## Given problem A
Locate every line in the listing below that contains the word "boulder" and copy each of those lines. Case counts.

## Supplied passage
This is my first attempt at sketching out how this could be formalised. As a result, it is an informal attempt at formalisation. There's a few parts that are sketchy, but that is reflective of the true definition of DSGE models.

We will step back and look at a generic macro DSGE problem. Let $x$ be the vector of all time series variables within the model. (That is, at any given time $t$, $x(t) \in R^n$.) This will include price variables, activity variables, etc. Let $u$ be the set of "decision variables" within $x$, and $p$ be the other variables (generally prices).

We will define the household first order conditions denoted ${\cal F}_h$ as

Given an objective function $O_h$, and a constraint operator (see note below) $C_h$, ${\cal F}_h$ is a set of conditions chosen by a researcher R  by the use of Lagrange multiplier technique such that there is a set $X_h$ where:
$$
C_h x_h = 0, \forall x_h \in X_h,
$$
and ${\cal F}_h x_h$ holds $\forall x \in X_h$, and $u_h$ is the optimising choice of $O_h$ fixing the $p_h$.

In words, ${\cal F}_h$ holds for optimising choices of decision variables for the household problem.

We similarly define the first order conditions for the business sector ${\cal F}_b$, replacing the $h$ subscripts with $b$ subscripts (there is a business sector objective function $O_b$, and constraint $C_b$.

## Given problem B
In the DSGE formalization notes above, rewrite the paragraph beginning "We will step back" as a short list that keeps its main facts.

## Records provided
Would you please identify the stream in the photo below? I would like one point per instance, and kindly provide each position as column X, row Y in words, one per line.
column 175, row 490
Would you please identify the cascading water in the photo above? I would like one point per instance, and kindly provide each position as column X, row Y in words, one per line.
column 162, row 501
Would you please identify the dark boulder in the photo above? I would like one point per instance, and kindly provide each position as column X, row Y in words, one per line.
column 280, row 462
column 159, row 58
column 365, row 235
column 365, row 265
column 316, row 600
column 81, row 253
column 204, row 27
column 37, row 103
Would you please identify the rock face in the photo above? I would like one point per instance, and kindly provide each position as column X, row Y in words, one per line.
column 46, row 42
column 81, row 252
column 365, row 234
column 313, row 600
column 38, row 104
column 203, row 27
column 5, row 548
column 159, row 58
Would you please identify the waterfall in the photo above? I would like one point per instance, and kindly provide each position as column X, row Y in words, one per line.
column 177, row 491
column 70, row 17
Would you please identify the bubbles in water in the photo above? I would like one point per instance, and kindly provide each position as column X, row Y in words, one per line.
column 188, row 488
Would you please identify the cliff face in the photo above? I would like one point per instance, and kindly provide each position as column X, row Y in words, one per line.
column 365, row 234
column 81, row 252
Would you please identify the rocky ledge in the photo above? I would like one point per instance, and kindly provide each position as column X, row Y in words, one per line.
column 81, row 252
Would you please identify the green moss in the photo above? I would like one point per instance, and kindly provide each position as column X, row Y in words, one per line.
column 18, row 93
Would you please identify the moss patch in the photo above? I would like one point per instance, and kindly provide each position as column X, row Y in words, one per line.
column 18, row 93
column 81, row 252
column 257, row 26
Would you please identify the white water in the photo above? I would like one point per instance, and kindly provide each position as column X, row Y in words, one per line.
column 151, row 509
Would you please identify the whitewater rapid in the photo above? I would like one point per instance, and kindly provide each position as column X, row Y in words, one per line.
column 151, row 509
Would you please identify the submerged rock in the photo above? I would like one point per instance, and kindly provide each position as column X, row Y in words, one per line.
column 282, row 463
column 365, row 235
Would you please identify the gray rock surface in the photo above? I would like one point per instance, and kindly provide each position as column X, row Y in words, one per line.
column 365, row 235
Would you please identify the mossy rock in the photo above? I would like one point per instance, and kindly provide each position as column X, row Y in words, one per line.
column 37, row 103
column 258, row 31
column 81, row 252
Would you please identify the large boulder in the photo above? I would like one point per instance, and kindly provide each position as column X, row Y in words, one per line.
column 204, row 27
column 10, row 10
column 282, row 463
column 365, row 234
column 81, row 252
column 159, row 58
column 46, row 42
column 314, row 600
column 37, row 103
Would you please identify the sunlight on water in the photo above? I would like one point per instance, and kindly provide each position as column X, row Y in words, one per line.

## Correct response A
Would you please identify the dark boulder in the photo above? I would like one point per instance, and kindly provide each position as column X, row Y in words, one per line.
Would you please identify the large boulder in the photo above? I would like one point per instance, and kindly provide each position as column X, row Y in words, one per line.

## Correct response B
- The setting is a generic macro DSGE problem.
- $x$ is the vector of all time series variables in the model, so at any time $t$, $x(t) \in R^n$.
- $x$ includes price variables, activity variables, and others.
- $u$ is the set of decision variables within $x$.
- $p$ is the other variables, generally prices.